▸ Document excerpt
* start *
To that end, the spectrum is partitioned into contiguous subbands and a spectral envelope
estimate is based on a piecewise approximation of those subbands at 44. In a specific
implementation, the spectrum is divided into twenty subbands, each including four
complex coefficients. Frequencies above 3291.67 Hertz are not encoded and are set
to zero at the receiver. To equalize the spectrum, the spectral envelope of each subband
is assumed constant and is defined by the peak magnitude in each subband as illustrated
by the horizontal lines in Figure 3. Each magnitude, or more correctly the inverse
thereof, can be treated as a scale factor for its respective subband. Each scale factor
is quantized in a quantizer 45 to four bits.
[0021] By then multiplying at 46 the magnitude of each coefficient of the spectrum by the
scale factor associated with that coefficient, the flattened residual spectrum of
Figure 4 is obtained. This flattening of the spectrum is equivalent to inverse filtering
the signal based on the piecewise-constant estimate of the spectral envelope.
[0022] Only selected subbands of the flattened spectrum of Figure 4 are quantized and transmitted.
Selection at 48 of subbands to be transmitted is based on the scale factor of the
subbands. In a specific implementation, the 12 subbands having the smallest scale
factors, that is the largest energy, are encoded and transmitted. For the eight lower
energy subbands only the scale factors are transmitted.
[0023] A nonuniform bit allocation is used for the complex coefficients which are transmitted.
Three separate two dimensional quantizers 50 are used for the transmitted 12 subbands.
The sixteen complex coefficients of the four subbands having the smallest scale factors
are quantized to seven bits each. The coefficients of the four subbands having the
next smallest scale factors are quantized to six bits each, and the coefficients of
the remaining four of the transmitted subgroups are quantized to four bits each. In
effect, the coefficients of the eight subbands which are not transmitted are quantized
to zero bits.
[0024] Each of the two dimensional quantizers is designed using an approach presented by
Linde, et al., "An Algorithm for Vector Quantizer Design,"
IEEE Trans on Commun, Vol COM-28, pp. 84-95, Jan 1980. The result for the seven bit quantizer is shown
in Figure 5. The two dimensions of the quantizer are the real and imaginary components
of each complex coefficient. Each cluster has a seven bit representation to which
each complex point in the cluster is quantized. Actual quantization may be by table
look-up in a read only memory.
* end *
▸ Given request 1
According to the spectrum coding excerpt, above what frequency are components left unencoded and set to zero at the receiver?

▸ Data for this exercise
* start *
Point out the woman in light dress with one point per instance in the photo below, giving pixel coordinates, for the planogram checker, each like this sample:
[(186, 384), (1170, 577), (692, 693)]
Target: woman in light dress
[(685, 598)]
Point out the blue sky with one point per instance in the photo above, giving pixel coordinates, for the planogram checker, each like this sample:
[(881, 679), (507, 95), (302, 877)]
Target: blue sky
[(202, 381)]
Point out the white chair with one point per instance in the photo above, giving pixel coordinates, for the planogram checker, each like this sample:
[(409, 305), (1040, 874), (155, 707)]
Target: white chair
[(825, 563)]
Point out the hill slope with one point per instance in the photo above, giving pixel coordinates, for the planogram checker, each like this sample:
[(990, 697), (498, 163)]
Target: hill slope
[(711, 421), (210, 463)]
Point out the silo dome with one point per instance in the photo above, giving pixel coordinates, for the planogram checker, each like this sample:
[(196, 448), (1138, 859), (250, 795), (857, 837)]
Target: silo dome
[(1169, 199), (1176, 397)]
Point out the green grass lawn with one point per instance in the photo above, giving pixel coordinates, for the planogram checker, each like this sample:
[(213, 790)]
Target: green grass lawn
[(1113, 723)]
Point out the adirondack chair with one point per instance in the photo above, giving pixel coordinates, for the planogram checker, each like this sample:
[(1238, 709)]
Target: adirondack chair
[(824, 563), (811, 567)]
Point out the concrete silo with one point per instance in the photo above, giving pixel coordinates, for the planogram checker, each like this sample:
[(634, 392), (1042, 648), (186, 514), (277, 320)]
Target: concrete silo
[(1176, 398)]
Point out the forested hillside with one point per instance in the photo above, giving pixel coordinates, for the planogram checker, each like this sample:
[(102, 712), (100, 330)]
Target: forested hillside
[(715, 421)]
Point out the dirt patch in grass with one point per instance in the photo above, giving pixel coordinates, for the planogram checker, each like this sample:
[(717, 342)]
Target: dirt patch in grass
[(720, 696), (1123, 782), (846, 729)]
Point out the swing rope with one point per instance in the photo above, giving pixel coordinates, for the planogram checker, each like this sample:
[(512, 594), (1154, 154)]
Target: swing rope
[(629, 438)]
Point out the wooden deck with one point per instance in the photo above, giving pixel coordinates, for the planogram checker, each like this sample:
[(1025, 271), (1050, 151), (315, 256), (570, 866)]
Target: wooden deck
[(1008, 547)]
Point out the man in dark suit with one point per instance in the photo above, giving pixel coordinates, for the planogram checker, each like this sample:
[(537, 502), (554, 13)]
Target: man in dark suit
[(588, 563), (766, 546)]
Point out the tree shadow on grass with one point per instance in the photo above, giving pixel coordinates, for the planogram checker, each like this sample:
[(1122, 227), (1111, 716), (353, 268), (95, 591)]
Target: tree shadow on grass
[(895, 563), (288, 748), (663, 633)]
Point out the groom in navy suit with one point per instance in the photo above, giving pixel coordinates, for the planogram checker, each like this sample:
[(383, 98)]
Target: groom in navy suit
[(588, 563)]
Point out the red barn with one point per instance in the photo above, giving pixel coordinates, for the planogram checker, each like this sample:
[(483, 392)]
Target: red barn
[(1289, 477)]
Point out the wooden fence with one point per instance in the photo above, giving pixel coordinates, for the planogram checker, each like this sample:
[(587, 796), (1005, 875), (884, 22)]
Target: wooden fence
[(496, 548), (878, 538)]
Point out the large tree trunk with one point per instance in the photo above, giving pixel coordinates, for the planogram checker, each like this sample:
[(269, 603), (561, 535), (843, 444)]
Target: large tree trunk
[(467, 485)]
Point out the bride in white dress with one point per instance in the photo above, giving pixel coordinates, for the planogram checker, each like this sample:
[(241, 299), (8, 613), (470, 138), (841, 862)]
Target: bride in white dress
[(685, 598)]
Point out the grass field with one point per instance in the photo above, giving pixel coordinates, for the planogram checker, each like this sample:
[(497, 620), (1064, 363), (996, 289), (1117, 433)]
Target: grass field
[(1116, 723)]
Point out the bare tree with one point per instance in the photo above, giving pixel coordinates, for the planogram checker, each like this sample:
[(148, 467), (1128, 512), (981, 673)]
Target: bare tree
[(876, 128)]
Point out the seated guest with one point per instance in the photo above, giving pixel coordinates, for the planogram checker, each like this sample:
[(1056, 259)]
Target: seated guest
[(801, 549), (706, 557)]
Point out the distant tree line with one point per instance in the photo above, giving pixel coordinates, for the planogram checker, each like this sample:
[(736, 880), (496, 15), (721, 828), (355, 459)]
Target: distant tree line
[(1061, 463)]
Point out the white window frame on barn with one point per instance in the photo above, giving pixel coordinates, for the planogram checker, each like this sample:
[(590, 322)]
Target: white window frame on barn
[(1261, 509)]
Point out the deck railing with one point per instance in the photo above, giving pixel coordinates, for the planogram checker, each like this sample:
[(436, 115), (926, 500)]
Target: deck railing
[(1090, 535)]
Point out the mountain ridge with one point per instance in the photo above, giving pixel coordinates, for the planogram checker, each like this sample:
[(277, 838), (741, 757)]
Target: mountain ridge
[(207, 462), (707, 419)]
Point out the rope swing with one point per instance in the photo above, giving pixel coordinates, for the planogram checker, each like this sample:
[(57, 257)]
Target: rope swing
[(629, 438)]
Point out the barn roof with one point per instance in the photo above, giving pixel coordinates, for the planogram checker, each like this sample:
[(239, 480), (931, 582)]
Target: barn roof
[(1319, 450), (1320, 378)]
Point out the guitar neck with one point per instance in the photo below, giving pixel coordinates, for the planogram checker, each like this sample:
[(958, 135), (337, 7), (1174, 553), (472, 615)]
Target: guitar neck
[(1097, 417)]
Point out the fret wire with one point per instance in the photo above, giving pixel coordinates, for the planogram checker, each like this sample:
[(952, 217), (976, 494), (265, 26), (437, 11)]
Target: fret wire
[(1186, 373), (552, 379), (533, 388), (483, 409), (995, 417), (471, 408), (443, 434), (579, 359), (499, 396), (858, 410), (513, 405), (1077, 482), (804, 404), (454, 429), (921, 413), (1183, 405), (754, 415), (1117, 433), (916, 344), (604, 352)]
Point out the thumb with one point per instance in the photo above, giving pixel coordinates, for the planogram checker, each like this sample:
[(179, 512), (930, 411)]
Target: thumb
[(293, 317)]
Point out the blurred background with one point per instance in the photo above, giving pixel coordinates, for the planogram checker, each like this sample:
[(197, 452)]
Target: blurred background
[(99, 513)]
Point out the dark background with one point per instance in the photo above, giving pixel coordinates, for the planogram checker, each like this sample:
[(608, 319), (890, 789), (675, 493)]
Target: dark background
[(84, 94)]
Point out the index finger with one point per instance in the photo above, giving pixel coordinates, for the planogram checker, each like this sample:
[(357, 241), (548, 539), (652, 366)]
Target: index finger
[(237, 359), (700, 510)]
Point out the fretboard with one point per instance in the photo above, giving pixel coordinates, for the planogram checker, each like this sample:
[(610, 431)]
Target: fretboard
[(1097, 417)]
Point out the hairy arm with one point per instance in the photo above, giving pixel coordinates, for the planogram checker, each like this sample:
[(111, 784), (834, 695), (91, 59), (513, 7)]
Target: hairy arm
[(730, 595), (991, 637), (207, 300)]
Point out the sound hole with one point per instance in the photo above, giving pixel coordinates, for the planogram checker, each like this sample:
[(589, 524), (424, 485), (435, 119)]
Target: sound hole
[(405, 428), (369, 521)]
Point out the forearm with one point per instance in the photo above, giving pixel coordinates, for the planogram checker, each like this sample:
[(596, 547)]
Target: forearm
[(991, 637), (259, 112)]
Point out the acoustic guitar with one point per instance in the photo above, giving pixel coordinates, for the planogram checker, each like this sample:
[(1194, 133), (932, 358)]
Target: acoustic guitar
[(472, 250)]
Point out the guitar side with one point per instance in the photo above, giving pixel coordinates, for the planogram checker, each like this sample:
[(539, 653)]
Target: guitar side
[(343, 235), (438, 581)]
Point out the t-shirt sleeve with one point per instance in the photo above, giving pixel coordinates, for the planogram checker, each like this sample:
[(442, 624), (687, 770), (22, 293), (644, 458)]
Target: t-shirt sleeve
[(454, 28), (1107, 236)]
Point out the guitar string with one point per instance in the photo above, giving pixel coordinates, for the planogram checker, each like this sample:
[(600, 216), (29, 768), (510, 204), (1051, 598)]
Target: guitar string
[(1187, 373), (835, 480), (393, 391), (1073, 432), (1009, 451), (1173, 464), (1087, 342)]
* end *
▸ Given request 2
Rewrite the part of the listing that opens with its first line and closes with the line containing "[(1113, 723)]", changing "planogram checker" to "shelf audit tool" and leaving all else as it stands. Give only those lines.

▸ Task solution 1
3291.67 Hertz

▸ Task solution 2
Point out the woman in light dress with one point per instance in the photo below, giving pixel coordinates, for the shelf audit tool, each like this sample:
[(186, 384), (1170, 577), (692, 693)]
Target: woman in light dress
[(685, 598)]
Point out the blue sky with one point per instance in the photo above, giving pixel coordinates, for the shelf audit tool, each like this sample:
[(881, 679), (507, 95), (302, 877)]
Target: blue sky
[(202, 381)]
Point out the white chair with one point per instance in the photo above, giving pixel coordinates, for the shelf audit tool, each like this sample:
[(409, 305), (1040, 874), (155, 707)]
Target: white chair
[(825, 563)]
Point out the hill slope with one point per instance in the photo above, giving pixel coordinates, for the shelf audit tool, each like this sample:
[(990, 697), (498, 163)]
Target: hill slope
[(711, 421), (210, 463)]
Point out the silo dome with one point per instance in the photo above, giving pixel coordinates, for the shelf audit tool, each like this sample:
[(196, 448), (1138, 859), (250, 795), (857, 837)]
Target: silo dome
[(1169, 199), (1176, 397)]
Point out the green grass lawn with one point per instance in the photo above, giving pixel coordinates, for the shelf audit tool, each like this sample:
[(213, 790)]
Target: green grass lawn
[(1113, 723)]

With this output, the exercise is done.